What you are asked to do –
Below are entries to reproduce exactly, apart from their pictures.

• • • • • • •

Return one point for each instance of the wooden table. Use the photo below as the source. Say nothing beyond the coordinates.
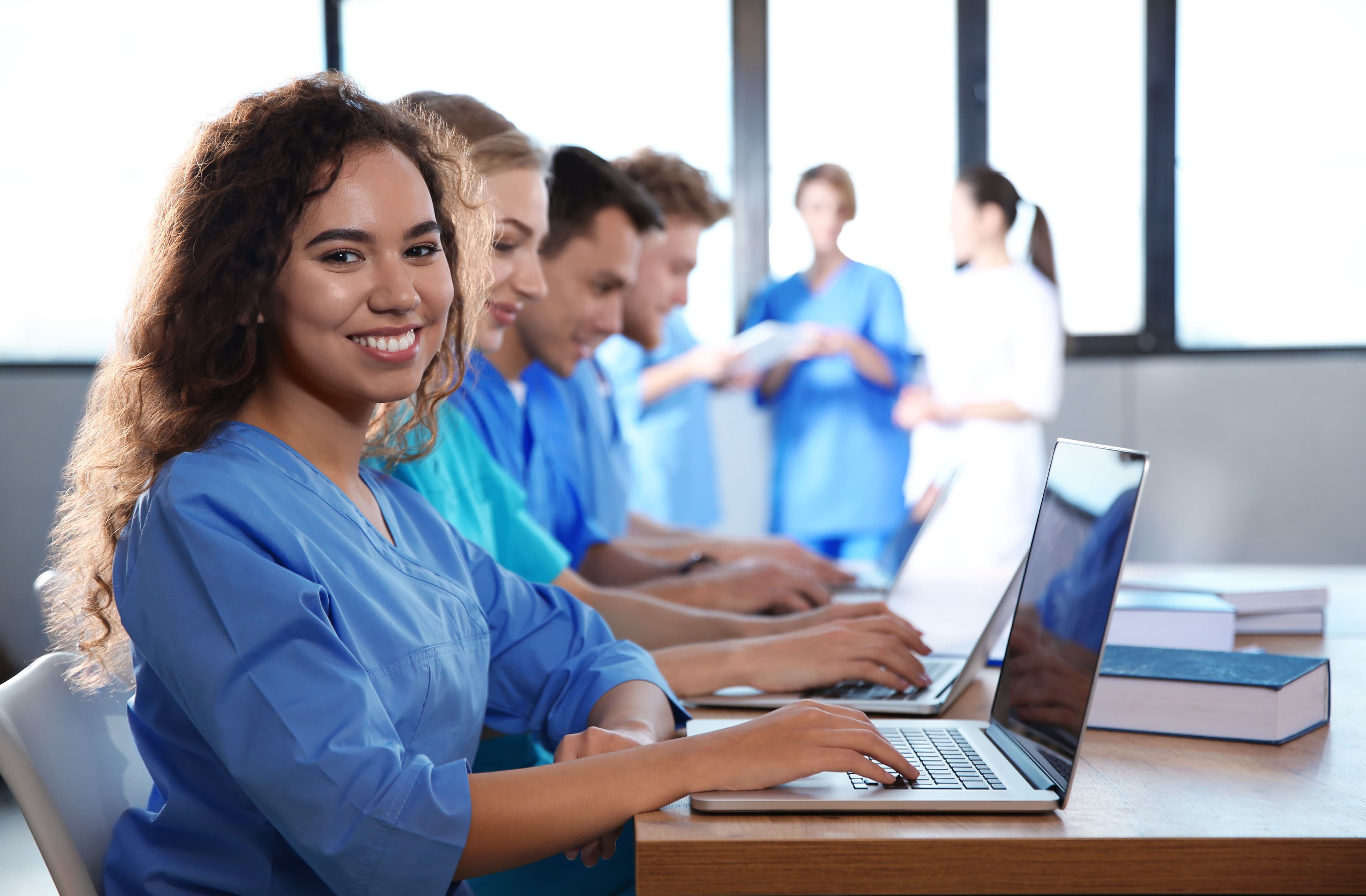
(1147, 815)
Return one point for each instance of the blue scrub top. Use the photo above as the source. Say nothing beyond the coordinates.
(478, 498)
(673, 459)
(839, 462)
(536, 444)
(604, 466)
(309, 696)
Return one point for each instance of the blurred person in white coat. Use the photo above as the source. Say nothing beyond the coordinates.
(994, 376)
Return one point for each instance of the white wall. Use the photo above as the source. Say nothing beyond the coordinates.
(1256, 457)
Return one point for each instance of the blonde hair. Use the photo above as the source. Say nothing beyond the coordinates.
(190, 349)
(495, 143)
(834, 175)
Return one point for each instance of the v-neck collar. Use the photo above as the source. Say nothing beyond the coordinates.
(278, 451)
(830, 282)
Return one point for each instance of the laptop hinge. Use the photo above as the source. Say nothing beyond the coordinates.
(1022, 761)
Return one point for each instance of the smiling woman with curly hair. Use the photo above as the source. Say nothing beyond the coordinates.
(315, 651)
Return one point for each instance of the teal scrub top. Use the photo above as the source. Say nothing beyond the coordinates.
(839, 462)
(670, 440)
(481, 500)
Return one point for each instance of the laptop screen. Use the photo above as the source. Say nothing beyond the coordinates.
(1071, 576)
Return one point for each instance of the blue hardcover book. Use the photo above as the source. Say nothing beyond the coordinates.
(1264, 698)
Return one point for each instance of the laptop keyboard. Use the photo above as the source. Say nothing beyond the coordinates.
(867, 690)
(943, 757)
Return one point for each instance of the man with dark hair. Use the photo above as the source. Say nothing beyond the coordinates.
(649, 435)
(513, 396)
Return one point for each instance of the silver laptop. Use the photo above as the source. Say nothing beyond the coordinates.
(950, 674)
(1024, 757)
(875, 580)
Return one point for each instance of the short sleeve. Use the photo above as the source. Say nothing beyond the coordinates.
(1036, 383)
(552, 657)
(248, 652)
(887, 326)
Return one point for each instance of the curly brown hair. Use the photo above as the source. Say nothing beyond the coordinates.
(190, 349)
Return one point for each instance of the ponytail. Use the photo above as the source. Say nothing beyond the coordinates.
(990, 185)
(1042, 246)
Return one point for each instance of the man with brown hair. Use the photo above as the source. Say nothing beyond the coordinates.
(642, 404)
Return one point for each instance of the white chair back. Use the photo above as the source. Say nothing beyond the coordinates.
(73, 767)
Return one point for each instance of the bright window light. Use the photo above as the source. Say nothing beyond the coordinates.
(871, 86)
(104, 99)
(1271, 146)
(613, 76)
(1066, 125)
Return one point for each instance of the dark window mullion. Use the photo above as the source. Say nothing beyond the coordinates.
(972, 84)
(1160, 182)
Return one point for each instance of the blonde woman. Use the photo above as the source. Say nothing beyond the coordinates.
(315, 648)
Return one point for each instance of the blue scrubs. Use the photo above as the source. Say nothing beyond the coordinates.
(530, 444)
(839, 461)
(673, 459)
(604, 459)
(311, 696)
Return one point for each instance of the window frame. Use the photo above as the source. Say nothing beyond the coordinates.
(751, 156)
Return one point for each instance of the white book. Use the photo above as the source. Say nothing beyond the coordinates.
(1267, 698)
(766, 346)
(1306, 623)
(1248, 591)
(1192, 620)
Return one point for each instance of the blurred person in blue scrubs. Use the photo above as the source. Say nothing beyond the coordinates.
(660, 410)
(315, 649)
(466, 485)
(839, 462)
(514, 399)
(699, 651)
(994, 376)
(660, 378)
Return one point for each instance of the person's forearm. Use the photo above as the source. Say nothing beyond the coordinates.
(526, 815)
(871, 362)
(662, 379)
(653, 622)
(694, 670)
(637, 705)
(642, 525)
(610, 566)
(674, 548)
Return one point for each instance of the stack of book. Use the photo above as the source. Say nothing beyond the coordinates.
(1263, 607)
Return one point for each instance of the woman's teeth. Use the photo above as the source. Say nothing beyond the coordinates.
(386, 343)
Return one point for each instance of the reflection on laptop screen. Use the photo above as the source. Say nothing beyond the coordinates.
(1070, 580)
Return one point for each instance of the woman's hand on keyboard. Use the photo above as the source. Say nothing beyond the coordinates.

• • • • • • •

Result of the exercise –
Return one point for each instance of the wooden table. Use the photo below as the source. Say nothing beyond the coordinates.
(1147, 815)
Return one point for each instance of the blue scrub top. Use the photo above as the source. Say nothing beyond the coordinates.
(478, 498)
(673, 459)
(839, 462)
(536, 444)
(604, 466)
(309, 696)
Return one point for each instance of the blurred person in white coat. Use the photo above as the source. Say nothing beyond the coordinates.
(994, 376)
Return one point for each instance of the white wall. Use the photo above as the source. Say nothing beyond the coordinates.
(1256, 457)
Return one point for each instance of the blonde hair. Use the photo above as the source. Say nothing beyond the coordinates.
(190, 349)
(495, 143)
(834, 175)
Return one point for each instance of the v-neck collar. Use the photo above as the source. Say nothing beyond the coordinates.
(278, 451)
(830, 282)
Return one point for each instance of the laptop hinge. Use the photo above as the source. Say nothing beyond the coordinates.
(1022, 761)
Return one point for each instance of the smiling woman with curly hair. Use the photo above as the source. Say nothing beyond the coordinates.
(315, 651)
Return one point for each instance of the teal scrub top. Use the photo above as the source. Say nothing beyond the coordinates.
(839, 462)
(670, 440)
(481, 500)
Return one point for each instance of the laptop screen. Use the photo above as the source. Say nothing beyond the coordinates.
(1071, 576)
Return one point for each instance of the blue hardcover book. Use the photo above as the source. Say nothing beyond the coordinates.
(1264, 698)
Return one point for each instance of the laptop keyboard. Use the photo above as the source. Say nothing beyond the coordinates.
(867, 690)
(943, 757)
Return one point for each instance of the man with dark hair. Use the photo above as the source. Say nothing beyond the coordinates.
(649, 435)
(513, 396)
Return one point for each instance of the silver laptop. Use the photo above as the source. Say nothing beyond the coordinates.
(950, 674)
(1024, 757)
(875, 580)
Return one point for each instance of the short sleeve. Use the photo above as the source. Say nothing beyond the coordinates.
(1036, 383)
(552, 657)
(248, 652)
(887, 326)
Return one point for each instance of the curly brown hair. Use the photo above as the source. Say nothing beyond the coordinates.
(190, 349)
Return one point for each instance of the ponytail. Use the photo above as the source. Say nothing beyond the coordinates.
(990, 185)
(1042, 246)
Return one point for each instance of the man with brown hair. Use the photo above as the source. Say nothing beyond the coordinates.
(642, 404)
Return one point for each instance of the white chair back. Use the photo above as the source. Say nothing beyond the coordinates.
(73, 767)
Return one point for each instance of the bright window light. Use the photo above as the source. Say nothing beyond the coordinates.
(871, 86)
(104, 99)
(1271, 146)
(613, 76)
(1066, 125)
Return one point for each instance of the dark window mullion. Use the photo above as the source. Say nothing beyond the coordinates.
(972, 84)
(1160, 182)
Return one point for each instance of the blonde woman. Use the photo above as the source. Say nothing beyond the coordinates.
(315, 648)
Return one point for each instance of the blue scrubs. Use the photo above as the source. Say nothing beyond the coordinates.
(530, 444)
(839, 461)
(673, 459)
(604, 459)
(311, 696)
Return one point for each instance of the window frame. Use the photo above as the source. Say nothing beyond the coordinates.
(751, 156)
Return one point for each instance of the white book. Use the photo above as the source. Say nothing beyond the coordinates.
(1267, 698)
(766, 346)
(1306, 623)
(1248, 591)
(1192, 620)
Return one point for each instance of the blurred person in blue scrubs. Use the photo above as the source. Say nothing beyond the coordinates.
(660, 410)
(315, 649)
(466, 485)
(839, 462)
(514, 399)
(699, 651)
(994, 376)
(660, 378)
Return one point for each instance of the person's forearm. Use the photo above as the source. Say nothing beyond the coordinates.
(526, 815)
(871, 362)
(662, 379)
(653, 622)
(694, 670)
(637, 705)
(642, 525)
(610, 566)
(674, 548)
Return one point for each instance of the stack of book. Use the photo above as the source. Say nothing beyond the coordinates.
(1263, 607)
Return one point for each instance of the woman's teeth. Use the photo above as the source. Say nothing beyond the coordinates.
(386, 343)
Return one point for each instance of the reflection on laptop screen. Use the photo above as the source. Say nothing beyond the coordinates.
(1070, 580)
Return one point for each instance of the woman's hand on keyboard. Use the photo above as the source. Say nothing beyond the coordinates.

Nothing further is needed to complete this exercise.